* [Problema 1]
Según el texto sobre Dublín, ¿con qué motivo se hizo la visita anterior a la ciudad, en el verano de 2019?
* [Problema 2]
Prosigue el texto sobre Dublín a partir de su última oración.

* [Texto proporcionado]
▬▬▬

POR ANTONIO RIVERO TARAVILLO

No son mucha las ciudades de la literatura que integran el selecto club de la UNESCO. Dublín es por derecho propio una de ellas. Vuelvo a la capital de Irlanda por primera vez desde que se extendió la pandemia. Regresar a estas calles, nuevamente atestados los bares, llenos los conciertos, es como sentirse otra vez en casa. Con familiaridad y extrañeza a un tiempo, como sugiere un verso de Seamus Heaney de su libro Wintering Out que figura en un cartelón de la exposición organizada sobre él en la sede del Banco de Irlanda: «infeliz y en casa».

La última vez había venido en el verano de 2019, meses antes de que la enfermedad se enseñoreara del mundo, con motivo de un congreso internacional sobre Flann O’Brien, el más divertido de los escritores irlandeses del siglo XX, aunque él también viera en Joyce rasgos de humor que destacó contra la industria joyceana de aburrido academicismo. O’Brien fue uno de los participantes (el poeta Patrick Kavanagh fue otro de ellos) en el primer Bloomsday, el 16 de junio de 1954. Es, ya se sabe, la celebración del día en que se desarrolla Ulises. Curiosamente, el mismo día nació en Chicago el guitarrista irlandés Dennis Cahill, del que, para mantener el suspense, solo diré ahora que hablaré de él más adelante.

▬▬▬

* [Datos proporcionados]

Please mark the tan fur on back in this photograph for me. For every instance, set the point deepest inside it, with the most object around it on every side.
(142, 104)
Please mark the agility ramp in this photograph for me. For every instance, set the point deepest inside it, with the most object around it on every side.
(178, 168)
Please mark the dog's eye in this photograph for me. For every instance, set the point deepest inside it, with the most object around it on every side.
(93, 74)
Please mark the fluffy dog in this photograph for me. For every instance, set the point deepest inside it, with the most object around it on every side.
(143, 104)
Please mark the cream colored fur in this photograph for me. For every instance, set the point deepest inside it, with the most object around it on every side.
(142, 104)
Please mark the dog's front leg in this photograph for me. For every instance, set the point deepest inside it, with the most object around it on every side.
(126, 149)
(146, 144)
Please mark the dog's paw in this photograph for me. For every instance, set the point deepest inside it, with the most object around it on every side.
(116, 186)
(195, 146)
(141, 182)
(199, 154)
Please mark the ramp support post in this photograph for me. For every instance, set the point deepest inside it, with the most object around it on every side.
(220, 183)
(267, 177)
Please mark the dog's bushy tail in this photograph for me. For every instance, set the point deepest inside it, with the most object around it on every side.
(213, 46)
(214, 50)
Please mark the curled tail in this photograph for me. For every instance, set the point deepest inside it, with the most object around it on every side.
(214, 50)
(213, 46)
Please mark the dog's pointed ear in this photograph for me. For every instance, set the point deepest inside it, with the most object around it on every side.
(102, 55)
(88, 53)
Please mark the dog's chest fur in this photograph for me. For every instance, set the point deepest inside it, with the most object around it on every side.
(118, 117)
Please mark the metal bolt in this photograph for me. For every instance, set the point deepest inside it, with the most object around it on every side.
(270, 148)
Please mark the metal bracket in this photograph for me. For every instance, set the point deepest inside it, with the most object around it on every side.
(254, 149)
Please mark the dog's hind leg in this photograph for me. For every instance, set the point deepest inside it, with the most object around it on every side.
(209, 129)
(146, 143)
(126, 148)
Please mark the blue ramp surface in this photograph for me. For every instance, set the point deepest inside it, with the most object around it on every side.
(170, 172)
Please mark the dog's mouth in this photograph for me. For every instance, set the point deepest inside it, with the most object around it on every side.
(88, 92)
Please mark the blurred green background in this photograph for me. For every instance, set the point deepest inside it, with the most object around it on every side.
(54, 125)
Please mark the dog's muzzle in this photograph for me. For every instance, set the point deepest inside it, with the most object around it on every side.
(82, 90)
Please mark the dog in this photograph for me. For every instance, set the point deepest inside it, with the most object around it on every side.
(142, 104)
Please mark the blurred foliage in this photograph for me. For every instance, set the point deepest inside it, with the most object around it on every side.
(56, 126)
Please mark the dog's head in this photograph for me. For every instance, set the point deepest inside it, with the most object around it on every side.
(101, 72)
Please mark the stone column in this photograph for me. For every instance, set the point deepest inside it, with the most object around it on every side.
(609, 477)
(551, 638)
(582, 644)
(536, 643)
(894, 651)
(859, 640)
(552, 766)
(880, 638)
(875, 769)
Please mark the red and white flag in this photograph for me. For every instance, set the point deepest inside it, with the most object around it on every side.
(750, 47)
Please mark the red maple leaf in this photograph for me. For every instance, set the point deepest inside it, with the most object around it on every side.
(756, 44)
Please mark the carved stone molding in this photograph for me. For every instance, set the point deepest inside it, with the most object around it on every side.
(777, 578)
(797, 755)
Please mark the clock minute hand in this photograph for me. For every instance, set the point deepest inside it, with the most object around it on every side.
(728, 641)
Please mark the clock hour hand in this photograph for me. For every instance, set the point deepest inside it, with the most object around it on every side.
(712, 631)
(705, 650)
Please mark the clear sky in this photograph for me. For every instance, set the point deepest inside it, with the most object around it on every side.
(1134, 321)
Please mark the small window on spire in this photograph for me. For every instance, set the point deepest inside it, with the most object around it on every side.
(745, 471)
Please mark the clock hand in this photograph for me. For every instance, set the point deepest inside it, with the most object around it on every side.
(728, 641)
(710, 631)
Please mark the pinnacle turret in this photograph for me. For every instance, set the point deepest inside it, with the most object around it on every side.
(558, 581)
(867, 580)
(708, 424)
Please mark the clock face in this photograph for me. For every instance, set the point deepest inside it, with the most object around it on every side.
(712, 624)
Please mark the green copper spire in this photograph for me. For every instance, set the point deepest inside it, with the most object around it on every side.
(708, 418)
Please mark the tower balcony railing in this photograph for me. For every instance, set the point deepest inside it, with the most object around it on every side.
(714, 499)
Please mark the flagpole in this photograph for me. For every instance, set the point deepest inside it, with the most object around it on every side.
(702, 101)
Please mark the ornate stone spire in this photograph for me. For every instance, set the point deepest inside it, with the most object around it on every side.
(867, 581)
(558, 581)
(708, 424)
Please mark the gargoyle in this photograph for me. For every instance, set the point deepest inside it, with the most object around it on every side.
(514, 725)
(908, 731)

▬▬▬

* [Respuesta esperada 1]
Con motivo de un congreso internacional sobre Flann O'Brien.

* [Respuesta esperada 2]
O’Brien escribió una Crónica de Dalkey en la que saca a un James Joyce inverosímilmente pacato. Yo ahora me dispongo a escribir una Crónica de Dublín, menos obra de ficción que testimonio. Contaré en ella experiencias varias de este viaje último a la ciudad, aunque no omitiré, a pesar de no haber pisado Dalkey en esta ocasión, la noticia de que en la localidad costera al sur de Dublín está el pub que da nombre a la Orden del Finnegans, grupo de conmilitones españoles y un mexicano que durante un tiempo fue cada año para celebrar el Bloomsday a la ciudad que Joyce dijo que inmortalizaría en su obra. Me refiero a Enrique Vila-Matas, Jordi Soler, José Antonio Garriga Vela, Antonio Soler y Eduardo Lago. Todos hombres, como se ve. Quizá por ello, en un libro que pergeñaron ponían en la cubierta a una Marilyn Monroe tan lectora de Ulises como ligerita de ropa.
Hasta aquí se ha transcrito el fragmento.